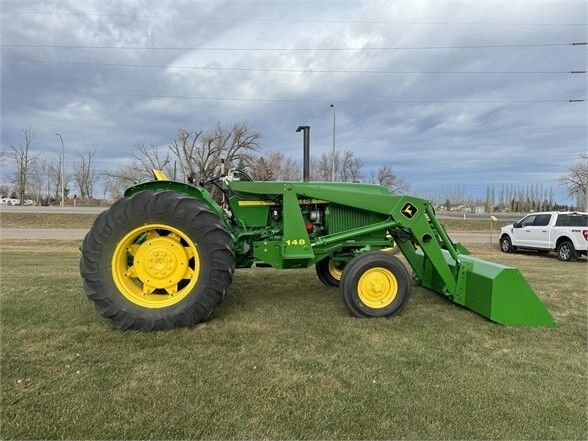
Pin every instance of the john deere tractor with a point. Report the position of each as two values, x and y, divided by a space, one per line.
164 255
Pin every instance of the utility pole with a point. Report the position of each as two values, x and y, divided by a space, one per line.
62 171
333 165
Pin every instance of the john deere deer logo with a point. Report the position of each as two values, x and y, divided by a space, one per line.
409 210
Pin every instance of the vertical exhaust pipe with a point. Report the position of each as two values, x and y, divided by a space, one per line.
306 156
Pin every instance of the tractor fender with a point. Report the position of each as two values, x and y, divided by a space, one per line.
196 192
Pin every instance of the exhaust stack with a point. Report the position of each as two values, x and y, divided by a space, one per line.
306 155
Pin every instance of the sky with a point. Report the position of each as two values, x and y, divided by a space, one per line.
408 88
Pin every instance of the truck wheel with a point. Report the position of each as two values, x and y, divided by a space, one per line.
506 244
328 273
566 251
157 260
375 284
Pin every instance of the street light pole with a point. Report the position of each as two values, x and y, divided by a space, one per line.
62 171
333 164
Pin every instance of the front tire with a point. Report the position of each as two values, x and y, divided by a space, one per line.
566 251
157 260
375 284
328 272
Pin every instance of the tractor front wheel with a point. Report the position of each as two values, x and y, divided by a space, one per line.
328 272
375 284
157 260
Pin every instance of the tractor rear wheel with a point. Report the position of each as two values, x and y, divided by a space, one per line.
157 260
328 272
375 284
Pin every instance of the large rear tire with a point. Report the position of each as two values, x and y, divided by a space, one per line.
375 284
157 260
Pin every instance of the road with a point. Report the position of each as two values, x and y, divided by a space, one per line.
45 210
78 234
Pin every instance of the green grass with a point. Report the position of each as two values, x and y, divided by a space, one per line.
46 220
283 359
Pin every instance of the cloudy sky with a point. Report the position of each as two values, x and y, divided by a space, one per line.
414 83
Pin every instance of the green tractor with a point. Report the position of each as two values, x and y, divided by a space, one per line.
164 256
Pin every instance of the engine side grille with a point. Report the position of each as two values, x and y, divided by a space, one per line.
342 218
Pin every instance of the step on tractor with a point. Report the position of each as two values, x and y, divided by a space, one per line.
164 255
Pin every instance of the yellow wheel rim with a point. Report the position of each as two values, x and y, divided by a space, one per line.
155 266
377 288
335 272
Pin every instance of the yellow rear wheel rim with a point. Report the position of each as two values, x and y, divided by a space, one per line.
335 272
155 266
377 288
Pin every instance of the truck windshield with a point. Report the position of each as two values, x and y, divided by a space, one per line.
572 220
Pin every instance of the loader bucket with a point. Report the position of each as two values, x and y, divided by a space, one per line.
497 292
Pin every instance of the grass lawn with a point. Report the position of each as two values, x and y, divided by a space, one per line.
283 359
63 220
46 220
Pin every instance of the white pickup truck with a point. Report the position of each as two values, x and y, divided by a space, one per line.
563 232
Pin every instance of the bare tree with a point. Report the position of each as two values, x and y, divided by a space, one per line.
284 168
575 181
23 160
85 174
199 154
144 158
147 157
350 168
386 177
262 170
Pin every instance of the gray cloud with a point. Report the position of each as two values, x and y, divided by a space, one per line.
430 144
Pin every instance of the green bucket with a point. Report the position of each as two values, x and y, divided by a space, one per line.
497 292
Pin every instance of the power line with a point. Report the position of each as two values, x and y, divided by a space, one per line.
323 101
390 2
286 49
286 20
261 69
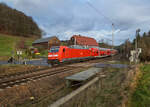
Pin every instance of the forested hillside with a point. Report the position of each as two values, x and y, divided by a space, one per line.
143 42
17 23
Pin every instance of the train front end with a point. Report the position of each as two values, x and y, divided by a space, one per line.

━━━━

→ **PROBLEM DESCRIPTION**:
Copy the entries word for word, from the line containing "Pin every instance of the power" through the end of the entries, and leave out the pictures.

→ **FINAL RESULT**:
Pin every instance of the power line with a point. Report the position of each as two values, x and y, divided by a space, one per line.
323 101
390 2
286 49
286 20
261 69
Pin every instance of the forested hillside with a point. Report the position of each as two values, x and y, divided by a space, one per line.
143 42
17 23
Pin every instance of the train front end with a point. Report the position of each as two values, x and y, divided by a space, one per line.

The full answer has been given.